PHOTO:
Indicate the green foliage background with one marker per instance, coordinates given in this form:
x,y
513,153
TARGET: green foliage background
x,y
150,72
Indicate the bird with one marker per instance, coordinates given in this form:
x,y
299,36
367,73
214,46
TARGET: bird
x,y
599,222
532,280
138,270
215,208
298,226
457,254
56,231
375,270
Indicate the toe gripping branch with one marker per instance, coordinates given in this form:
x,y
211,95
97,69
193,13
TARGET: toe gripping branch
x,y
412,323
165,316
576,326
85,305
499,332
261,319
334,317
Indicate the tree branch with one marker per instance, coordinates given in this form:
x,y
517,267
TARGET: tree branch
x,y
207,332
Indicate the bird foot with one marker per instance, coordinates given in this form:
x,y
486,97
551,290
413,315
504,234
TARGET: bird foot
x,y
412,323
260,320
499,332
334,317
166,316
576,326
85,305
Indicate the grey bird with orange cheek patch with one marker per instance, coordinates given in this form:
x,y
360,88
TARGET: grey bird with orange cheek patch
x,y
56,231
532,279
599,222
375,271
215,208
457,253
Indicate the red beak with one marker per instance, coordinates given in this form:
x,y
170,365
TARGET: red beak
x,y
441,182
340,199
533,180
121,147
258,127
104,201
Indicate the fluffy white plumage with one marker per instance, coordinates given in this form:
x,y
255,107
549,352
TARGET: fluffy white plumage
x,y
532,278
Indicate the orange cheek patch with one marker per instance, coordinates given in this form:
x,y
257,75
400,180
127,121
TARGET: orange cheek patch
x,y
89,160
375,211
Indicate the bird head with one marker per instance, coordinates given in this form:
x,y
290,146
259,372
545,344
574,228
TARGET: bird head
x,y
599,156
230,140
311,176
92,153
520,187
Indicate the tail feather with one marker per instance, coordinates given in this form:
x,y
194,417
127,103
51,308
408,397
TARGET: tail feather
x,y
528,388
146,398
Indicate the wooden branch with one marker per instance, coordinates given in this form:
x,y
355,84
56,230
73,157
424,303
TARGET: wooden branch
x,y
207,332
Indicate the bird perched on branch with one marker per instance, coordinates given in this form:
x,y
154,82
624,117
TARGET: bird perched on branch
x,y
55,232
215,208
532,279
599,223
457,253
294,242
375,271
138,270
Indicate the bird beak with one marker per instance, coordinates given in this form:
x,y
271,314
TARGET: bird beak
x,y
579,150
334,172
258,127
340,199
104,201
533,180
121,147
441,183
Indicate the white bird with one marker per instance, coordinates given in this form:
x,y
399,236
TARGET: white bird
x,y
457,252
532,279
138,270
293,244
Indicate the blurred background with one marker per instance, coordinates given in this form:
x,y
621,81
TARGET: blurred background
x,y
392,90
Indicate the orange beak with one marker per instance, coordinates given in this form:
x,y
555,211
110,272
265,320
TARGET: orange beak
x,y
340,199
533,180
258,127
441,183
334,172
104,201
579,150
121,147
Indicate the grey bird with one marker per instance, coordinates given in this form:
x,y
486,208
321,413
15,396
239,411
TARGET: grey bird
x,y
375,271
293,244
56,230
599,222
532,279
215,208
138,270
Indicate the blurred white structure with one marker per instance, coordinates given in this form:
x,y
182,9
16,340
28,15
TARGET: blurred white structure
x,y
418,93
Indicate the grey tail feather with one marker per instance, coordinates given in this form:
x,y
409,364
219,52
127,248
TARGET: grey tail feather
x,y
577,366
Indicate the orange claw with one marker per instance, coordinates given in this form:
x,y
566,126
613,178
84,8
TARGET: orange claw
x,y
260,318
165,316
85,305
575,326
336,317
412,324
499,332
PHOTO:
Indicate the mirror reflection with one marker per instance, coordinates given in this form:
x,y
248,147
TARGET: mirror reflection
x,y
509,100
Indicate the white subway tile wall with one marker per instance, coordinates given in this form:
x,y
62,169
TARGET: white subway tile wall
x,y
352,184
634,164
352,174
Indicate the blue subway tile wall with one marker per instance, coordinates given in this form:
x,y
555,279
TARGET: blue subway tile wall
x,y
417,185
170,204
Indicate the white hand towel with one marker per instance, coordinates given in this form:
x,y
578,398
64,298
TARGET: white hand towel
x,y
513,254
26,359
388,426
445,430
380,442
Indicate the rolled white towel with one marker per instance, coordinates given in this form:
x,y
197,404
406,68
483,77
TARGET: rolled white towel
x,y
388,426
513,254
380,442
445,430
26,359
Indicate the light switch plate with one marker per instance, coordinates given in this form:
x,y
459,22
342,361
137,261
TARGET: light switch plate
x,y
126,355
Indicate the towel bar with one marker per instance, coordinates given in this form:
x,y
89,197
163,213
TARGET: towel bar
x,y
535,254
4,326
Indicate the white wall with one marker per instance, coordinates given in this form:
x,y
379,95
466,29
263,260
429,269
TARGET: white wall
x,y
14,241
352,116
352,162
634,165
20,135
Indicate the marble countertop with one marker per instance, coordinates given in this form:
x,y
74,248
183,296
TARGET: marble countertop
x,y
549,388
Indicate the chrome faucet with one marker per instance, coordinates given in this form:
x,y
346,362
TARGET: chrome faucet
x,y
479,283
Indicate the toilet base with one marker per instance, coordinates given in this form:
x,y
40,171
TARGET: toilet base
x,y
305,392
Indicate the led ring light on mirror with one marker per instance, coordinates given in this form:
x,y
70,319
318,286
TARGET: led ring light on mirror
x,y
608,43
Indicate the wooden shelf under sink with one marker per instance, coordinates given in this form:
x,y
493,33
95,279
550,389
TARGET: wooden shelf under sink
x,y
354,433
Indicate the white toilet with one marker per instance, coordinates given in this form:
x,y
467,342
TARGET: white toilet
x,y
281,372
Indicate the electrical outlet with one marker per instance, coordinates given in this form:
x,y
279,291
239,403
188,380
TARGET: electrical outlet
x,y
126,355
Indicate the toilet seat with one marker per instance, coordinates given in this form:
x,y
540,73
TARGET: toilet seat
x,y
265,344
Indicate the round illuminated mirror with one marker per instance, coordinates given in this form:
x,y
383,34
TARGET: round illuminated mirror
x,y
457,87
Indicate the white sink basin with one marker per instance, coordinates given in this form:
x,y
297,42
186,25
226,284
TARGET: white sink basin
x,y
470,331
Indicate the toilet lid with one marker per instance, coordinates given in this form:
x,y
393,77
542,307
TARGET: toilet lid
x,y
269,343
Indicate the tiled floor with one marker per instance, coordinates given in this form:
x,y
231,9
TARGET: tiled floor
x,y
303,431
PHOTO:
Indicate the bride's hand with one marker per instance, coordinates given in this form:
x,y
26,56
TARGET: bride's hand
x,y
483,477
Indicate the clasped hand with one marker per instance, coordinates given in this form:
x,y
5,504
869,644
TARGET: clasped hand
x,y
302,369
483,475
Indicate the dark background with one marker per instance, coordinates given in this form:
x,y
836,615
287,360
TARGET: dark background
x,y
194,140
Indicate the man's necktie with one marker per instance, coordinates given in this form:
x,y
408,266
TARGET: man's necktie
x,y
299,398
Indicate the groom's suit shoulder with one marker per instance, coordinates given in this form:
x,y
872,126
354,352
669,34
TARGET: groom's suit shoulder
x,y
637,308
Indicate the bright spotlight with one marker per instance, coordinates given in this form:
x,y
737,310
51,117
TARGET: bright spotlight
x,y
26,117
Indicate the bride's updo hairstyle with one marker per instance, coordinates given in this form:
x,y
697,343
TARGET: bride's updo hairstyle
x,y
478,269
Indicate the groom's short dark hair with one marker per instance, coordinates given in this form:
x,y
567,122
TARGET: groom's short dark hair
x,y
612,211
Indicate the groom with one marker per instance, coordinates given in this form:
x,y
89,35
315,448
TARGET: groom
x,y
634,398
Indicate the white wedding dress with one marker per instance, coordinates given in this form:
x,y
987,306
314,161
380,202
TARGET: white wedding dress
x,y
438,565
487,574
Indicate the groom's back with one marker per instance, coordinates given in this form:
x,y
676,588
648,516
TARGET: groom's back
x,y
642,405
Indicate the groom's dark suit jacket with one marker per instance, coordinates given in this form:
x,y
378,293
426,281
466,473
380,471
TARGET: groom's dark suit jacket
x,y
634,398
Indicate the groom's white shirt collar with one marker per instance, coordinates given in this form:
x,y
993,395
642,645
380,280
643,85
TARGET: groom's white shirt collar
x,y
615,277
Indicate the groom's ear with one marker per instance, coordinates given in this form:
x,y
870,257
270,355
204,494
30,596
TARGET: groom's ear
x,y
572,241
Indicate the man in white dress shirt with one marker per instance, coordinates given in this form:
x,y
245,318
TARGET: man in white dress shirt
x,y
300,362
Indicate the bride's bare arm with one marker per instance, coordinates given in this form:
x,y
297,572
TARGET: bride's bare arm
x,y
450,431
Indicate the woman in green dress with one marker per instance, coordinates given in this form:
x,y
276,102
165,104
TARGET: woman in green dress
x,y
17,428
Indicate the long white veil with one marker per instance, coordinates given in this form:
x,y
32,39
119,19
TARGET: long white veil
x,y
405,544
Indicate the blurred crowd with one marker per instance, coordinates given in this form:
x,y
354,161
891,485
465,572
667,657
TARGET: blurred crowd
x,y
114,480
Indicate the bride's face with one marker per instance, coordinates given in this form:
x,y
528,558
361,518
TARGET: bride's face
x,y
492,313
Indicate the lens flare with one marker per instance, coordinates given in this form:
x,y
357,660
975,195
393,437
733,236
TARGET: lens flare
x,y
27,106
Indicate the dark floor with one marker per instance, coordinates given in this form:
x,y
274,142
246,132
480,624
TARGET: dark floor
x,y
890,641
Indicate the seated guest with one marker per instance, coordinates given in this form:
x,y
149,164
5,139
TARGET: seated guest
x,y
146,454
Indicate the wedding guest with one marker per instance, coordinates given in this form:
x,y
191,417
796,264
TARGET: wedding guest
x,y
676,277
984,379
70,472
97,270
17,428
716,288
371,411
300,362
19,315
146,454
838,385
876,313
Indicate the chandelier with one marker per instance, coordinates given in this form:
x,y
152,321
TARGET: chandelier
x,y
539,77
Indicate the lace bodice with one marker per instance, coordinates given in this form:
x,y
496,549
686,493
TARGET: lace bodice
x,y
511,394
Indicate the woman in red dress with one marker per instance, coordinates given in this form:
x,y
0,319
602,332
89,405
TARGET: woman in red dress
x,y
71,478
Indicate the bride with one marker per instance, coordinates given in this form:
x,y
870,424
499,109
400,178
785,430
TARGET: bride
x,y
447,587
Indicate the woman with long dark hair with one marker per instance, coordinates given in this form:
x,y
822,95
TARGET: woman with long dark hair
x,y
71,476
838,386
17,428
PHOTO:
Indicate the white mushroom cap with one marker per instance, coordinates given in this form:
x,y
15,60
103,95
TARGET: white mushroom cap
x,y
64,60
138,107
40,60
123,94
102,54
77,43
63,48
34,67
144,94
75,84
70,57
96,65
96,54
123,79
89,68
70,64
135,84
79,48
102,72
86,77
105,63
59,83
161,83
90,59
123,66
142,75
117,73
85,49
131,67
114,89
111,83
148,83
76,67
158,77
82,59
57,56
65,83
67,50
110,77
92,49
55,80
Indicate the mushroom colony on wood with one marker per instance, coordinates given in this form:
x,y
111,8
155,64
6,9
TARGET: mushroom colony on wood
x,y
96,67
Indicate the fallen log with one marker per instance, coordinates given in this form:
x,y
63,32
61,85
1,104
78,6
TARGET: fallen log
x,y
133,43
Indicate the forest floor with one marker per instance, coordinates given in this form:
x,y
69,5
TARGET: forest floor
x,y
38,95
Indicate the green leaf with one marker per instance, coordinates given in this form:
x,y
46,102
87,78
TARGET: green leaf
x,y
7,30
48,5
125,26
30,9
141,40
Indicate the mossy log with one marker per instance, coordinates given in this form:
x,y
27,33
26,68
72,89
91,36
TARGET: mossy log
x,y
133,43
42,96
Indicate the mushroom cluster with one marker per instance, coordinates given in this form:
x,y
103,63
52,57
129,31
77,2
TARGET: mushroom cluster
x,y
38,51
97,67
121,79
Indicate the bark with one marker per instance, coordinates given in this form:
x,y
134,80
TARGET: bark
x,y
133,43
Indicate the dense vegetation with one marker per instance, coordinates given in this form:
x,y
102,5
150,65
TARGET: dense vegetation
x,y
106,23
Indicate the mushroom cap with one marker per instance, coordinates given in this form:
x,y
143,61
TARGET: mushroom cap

- **Written task**
Copy out the lines starting at the one containing "Indicate the fallen" and ending with the last line of the entries. Include nothing else.

- **Solution for this exercise**
Indicate the fallen log with one marker per instance, coordinates given in this form:
x,y
63,32
61,85
1,104
78,6
TARGET: fallen log
x,y
133,43
Indicate the forest floor with one marker per instance, coordinates given in this form:
x,y
69,5
TARGET: forest floor
x,y
38,95
Indicate the green leaf with one marker per instance, coordinates given in this form:
x,y
46,102
87,78
TARGET: green leaf
x,y
7,30
48,5
125,26
30,9
141,40
Indicate the mossy log with one marker per instance, coordinates given in this form:
x,y
27,33
26,68
72,89
91,36
TARGET: mossy log
x,y
133,43
42,96
Indicate the mushroom cluster with one marker per instance, coordinates given in this form:
x,y
103,63
52,57
129,31
77,2
TARGET: mushroom cluster
x,y
38,51
97,67
121,79
Indicate the bark with one marker per instance, coordinates given in this form:
x,y
134,80
TARGET: bark
x,y
133,43
Indicate the dense vegetation with one marker per instance, coordinates given in this form:
x,y
102,5
150,65
TARGET: dense vegetation
x,y
106,23
Indicate the mushroom cap with one marker per instance, coordinates given in this form:
x,y
143,61
TARGET: mushroom cap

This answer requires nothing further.